Top of THE RECORDS

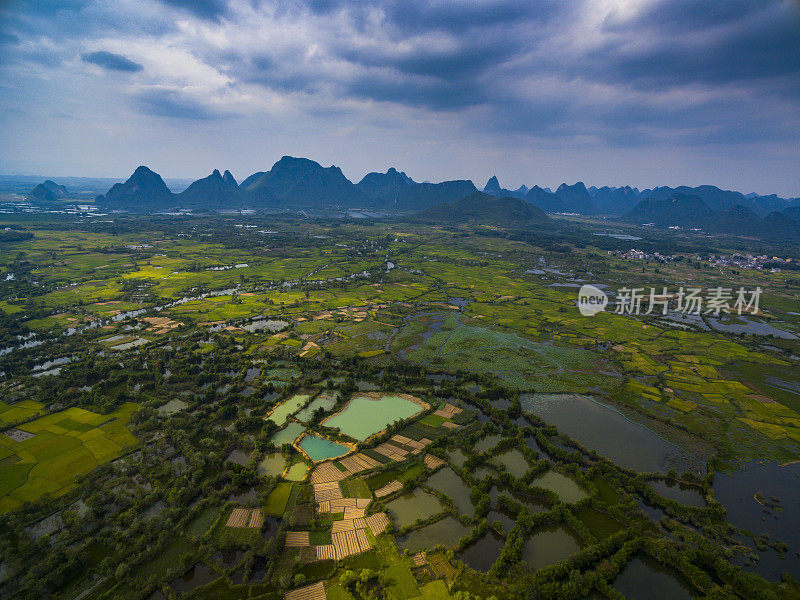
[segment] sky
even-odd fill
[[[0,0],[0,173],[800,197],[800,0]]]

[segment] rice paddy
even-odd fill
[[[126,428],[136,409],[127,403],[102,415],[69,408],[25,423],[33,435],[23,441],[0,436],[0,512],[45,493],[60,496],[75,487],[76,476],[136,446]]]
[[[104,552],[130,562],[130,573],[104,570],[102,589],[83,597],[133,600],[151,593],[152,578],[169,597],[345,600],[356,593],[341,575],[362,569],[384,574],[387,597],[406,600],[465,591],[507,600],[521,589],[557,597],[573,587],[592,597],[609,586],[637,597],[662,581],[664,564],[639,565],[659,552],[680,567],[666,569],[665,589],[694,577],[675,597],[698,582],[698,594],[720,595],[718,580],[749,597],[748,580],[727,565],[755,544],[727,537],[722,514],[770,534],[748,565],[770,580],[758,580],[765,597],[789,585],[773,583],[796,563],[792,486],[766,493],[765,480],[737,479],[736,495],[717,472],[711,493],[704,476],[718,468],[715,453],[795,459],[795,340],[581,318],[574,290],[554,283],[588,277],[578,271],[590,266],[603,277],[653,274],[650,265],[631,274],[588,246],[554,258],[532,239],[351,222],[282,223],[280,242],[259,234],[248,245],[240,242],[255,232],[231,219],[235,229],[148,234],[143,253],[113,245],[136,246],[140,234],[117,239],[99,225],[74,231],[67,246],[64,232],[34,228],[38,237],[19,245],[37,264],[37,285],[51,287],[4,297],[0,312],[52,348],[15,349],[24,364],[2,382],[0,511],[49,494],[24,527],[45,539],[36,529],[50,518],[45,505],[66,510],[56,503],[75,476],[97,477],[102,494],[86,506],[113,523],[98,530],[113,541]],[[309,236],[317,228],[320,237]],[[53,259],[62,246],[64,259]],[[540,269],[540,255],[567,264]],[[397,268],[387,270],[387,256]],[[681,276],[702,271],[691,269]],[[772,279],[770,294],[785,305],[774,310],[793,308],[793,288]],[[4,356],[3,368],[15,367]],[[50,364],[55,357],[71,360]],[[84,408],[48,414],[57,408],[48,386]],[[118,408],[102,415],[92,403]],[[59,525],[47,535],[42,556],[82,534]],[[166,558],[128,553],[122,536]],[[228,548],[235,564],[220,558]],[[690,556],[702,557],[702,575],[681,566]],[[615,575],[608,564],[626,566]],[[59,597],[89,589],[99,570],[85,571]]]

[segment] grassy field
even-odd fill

Bottom of THE RECORDS

** INSTRUCTIONS TO FOLLOW **
Within the data above, how many lines include the string "segment"? Only the number is required.

** EXPECTED ANSWER **
3